Exercise task: Find every line in the records below that contains the word "seed", and copy each of those lines.

**** Stored rows

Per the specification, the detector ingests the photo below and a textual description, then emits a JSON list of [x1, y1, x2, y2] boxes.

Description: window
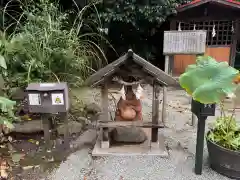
[[176, 20, 234, 46]]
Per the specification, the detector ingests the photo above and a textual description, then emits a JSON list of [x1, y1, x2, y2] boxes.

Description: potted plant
[[179, 56, 240, 179]]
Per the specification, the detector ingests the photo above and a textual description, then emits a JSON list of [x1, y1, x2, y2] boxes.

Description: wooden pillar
[[162, 55, 169, 125], [229, 20, 240, 67], [62, 112, 70, 149], [41, 114, 52, 151], [100, 81, 110, 148], [151, 82, 160, 143]]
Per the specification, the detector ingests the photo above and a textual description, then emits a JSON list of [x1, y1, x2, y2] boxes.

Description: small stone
[[85, 103, 101, 114], [112, 127, 147, 143], [57, 121, 83, 135]]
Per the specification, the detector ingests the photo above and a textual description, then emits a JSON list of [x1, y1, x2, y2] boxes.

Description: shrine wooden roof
[[86, 49, 178, 87], [177, 0, 240, 12]]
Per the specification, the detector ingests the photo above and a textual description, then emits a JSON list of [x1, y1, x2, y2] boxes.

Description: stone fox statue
[[115, 86, 142, 121]]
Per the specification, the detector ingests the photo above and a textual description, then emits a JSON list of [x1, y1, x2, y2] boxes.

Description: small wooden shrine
[[169, 0, 240, 76], [86, 50, 178, 156]]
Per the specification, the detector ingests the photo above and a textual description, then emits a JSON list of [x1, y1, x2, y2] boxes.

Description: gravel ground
[[47, 87, 234, 180]]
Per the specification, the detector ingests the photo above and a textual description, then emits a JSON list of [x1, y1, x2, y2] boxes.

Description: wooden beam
[[151, 82, 160, 142], [97, 121, 164, 128]]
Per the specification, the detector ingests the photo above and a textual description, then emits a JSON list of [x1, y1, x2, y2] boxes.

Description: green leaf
[[0, 55, 7, 69], [179, 56, 239, 104]]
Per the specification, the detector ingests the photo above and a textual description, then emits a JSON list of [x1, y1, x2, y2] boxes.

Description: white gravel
[[45, 86, 234, 180]]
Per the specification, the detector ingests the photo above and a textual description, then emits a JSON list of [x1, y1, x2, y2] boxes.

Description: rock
[[85, 103, 101, 114], [112, 127, 147, 143], [57, 121, 83, 135], [11, 119, 43, 133], [71, 129, 97, 148]]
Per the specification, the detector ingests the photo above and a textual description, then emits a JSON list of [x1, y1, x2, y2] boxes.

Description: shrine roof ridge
[[85, 49, 179, 87]]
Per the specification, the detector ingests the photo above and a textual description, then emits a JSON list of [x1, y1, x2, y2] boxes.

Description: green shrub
[[0, 0, 106, 87]]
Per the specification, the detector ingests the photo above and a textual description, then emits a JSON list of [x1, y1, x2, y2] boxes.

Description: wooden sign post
[[162, 30, 207, 126]]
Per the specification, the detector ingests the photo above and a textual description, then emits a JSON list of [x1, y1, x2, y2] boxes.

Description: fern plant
[[179, 56, 240, 150], [0, 55, 17, 130]]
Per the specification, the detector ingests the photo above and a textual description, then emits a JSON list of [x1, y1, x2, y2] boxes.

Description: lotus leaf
[[179, 56, 239, 104]]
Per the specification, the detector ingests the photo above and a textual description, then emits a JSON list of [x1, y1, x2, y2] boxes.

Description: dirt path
[[43, 87, 234, 180]]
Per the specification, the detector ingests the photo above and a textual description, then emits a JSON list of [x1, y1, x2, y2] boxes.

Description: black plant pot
[[207, 133, 240, 180]]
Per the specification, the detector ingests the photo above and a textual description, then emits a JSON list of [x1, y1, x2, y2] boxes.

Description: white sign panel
[[28, 94, 41, 106], [163, 30, 207, 55], [52, 93, 64, 105]]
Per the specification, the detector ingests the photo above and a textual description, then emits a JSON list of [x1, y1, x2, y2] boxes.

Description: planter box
[[207, 134, 240, 180]]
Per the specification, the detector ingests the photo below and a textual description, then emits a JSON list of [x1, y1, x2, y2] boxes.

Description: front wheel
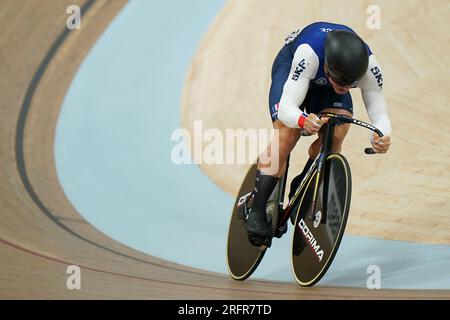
[[292, 153, 352, 287]]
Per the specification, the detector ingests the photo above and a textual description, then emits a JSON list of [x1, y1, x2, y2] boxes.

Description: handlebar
[[319, 113, 383, 154]]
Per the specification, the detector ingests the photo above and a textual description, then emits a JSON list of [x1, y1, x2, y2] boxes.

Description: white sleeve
[[278, 44, 319, 128], [357, 54, 392, 136]]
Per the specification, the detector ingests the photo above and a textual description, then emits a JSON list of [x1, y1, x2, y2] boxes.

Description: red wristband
[[297, 113, 308, 129]]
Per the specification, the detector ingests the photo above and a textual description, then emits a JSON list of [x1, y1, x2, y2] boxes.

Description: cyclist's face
[[328, 77, 352, 94], [325, 64, 353, 94]]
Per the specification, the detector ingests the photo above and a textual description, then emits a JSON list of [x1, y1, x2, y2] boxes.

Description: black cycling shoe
[[245, 209, 272, 246]]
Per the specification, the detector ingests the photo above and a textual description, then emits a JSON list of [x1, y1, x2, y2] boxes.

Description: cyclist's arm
[[278, 44, 319, 128], [357, 55, 391, 136]]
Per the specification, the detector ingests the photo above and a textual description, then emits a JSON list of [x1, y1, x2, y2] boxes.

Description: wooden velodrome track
[[0, 0, 450, 299]]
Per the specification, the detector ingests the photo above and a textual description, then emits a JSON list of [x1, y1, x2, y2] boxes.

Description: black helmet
[[325, 30, 369, 85]]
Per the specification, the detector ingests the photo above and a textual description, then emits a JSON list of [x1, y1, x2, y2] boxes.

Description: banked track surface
[[0, 0, 450, 299]]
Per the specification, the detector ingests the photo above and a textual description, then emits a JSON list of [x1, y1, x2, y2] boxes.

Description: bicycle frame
[[275, 113, 383, 236]]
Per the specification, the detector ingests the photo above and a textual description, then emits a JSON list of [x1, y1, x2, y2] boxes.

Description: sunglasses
[[324, 66, 356, 87]]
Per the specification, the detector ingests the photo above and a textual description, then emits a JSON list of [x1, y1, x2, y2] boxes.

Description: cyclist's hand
[[303, 113, 328, 134], [372, 133, 391, 153]]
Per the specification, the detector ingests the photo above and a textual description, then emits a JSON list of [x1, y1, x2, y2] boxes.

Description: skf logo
[[370, 67, 383, 89], [298, 219, 323, 261], [292, 59, 306, 81]]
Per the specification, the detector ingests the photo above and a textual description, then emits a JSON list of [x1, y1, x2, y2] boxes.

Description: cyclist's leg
[[289, 86, 353, 198]]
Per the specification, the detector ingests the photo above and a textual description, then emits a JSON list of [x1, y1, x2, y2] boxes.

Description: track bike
[[227, 113, 383, 287]]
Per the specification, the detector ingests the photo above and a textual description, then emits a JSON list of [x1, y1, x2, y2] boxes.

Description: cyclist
[[246, 22, 391, 244]]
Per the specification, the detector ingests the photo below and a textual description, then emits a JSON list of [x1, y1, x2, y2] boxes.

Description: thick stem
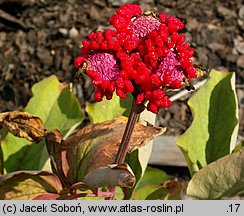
[[114, 100, 140, 164], [108, 99, 144, 200]]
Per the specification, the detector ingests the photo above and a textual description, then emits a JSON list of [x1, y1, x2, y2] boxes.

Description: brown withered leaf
[[84, 164, 136, 188], [45, 130, 69, 187], [62, 117, 165, 184], [0, 111, 45, 143]]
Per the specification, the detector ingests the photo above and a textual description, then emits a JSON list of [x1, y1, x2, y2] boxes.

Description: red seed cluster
[[74, 4, 196, 113]]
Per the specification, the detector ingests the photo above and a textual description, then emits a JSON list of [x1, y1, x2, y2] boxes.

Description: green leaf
[[131, 185, 160, 200], [233, 141, 244, 152], [135, 166, 168, 190], [177, 70, 238, 175], [0, 145, 4, 176], [86, 94, 132, 123], [0, 171, 62, 200], [1, 76, 84, 172], [131, 166, 168, 200], [187, 150, 244, 200]]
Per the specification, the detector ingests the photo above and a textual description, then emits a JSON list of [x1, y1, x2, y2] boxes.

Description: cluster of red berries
[[74, 4, 196, 113]]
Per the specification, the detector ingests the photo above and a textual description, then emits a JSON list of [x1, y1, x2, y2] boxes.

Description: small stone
[[238, 5, 244, 20], [186, 18, 200, 31], [90, 6, 101, 20], [208, 42, 225, 51], [69, 27, 79, 38], [233, 35, 244, 54], [217, 5, 236, 18], [236, 55, 244, 68]]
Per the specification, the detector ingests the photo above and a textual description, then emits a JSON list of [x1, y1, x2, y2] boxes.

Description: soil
[[0, 0, 244, 139]]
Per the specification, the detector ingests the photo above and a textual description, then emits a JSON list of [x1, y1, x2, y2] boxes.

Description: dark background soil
[[0, 0, 244, 139]]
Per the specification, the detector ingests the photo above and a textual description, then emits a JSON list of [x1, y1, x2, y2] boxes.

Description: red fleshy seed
[[74, 56, 86, 69], [177, 34, 186, 46], [147, 102, 158, 114], [82, 40, 91, 49], [116, 4, 142, 19], [116, 77, 124, 89], [104, 90, 113, 100], [170, 80, 182, 89], [124, 80, 134, 92], [96, 31, 104, 44], [101, 41, 109, 50], [88, 32, 96, 41], [101, 80, 110, 89], [116, 89, 127, 99], [94, 88, 104, 102], [159, 13, 168, 23], [136, 93, 145, 105], [74, 4, 196, 113], [80, 47, 91, 55], [106, 81, 115, 93], [91, 41, 100, 50]]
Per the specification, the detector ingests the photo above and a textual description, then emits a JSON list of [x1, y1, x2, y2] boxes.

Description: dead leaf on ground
[[62, 117, 165, 183], [0, 111, 45, 143], [84, 164, 136, 188]]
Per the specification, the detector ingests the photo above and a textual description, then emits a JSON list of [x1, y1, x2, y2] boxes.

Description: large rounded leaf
[[187, 149, 244, 199], [177, 70, 238, 175]]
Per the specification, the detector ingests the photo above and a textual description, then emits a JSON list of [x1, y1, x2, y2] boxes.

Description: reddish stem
[[114, 100, 141, 164]]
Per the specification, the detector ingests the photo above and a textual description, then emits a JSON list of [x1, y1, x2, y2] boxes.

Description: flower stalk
[[115, 99, 142, 164]]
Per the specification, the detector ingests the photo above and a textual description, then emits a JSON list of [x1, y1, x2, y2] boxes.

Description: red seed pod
[[74, 56, 86, 69], [74, 4, 197, 113]]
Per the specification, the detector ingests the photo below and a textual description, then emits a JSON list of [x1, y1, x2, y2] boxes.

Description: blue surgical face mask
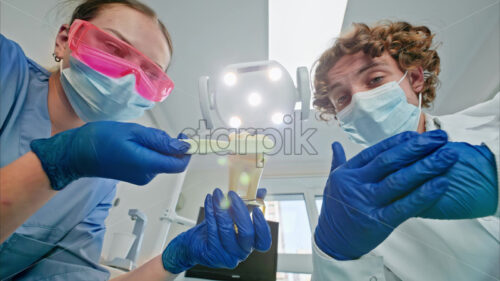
[[60, 57, 155, 122], [337, 73, 421, 146]]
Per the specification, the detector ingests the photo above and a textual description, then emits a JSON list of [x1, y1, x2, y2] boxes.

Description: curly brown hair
[[313, 21, 440, 120]]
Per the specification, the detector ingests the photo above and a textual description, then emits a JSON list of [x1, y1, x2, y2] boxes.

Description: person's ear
[[408, 66, 425, 93], [54, 24, 69, 58]]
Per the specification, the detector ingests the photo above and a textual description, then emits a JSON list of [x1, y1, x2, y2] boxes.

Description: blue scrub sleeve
[[0, 34, 28, 135]]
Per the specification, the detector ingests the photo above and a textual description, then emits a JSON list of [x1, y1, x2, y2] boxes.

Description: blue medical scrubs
[[0, 34, 116, 280]]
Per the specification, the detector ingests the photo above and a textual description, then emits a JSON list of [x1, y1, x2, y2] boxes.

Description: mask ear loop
[[59, 59, 62, 75], [398, 70, 408, 84], [418, 93, 422, 112]]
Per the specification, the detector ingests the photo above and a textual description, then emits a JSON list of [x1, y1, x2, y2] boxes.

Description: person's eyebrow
[[103, 27, 167, 72], [328, 82, 341, 92], [357, 62, 387, 75]]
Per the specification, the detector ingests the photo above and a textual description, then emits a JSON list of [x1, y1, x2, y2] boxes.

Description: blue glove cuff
[[161, 234, 194, 274], [30, 133, 79, 190]]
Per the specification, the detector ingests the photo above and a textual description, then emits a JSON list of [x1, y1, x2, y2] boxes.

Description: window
[[265, 194, 312, 253], [314, 196, 323, 212]]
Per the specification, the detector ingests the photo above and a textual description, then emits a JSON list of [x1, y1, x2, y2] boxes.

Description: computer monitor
[[185, 207, 278, 281]]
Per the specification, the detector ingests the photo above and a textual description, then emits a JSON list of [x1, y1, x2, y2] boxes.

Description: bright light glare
[[248, 92, 262, 106], [269, 67, 283, 81], [229, 116, 241, 128], [224, 72, 236, 86], [271, 112, 285, 125]]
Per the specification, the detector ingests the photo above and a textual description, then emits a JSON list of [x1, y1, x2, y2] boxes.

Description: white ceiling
[[184, 0, 500, 176]]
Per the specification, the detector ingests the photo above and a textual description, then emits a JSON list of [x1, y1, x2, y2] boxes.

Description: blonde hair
[[313, 21, 440, 120], [69, 0, 173, 56]]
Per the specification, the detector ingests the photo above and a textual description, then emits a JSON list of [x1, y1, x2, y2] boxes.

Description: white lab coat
[[312, 93, 500, 281]]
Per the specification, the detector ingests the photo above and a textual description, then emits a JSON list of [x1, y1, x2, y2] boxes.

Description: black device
[[185, 207, 279, 281]]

********

Result:
Description: red seed cluster
Description: red fleshy seed
Description: red seed pod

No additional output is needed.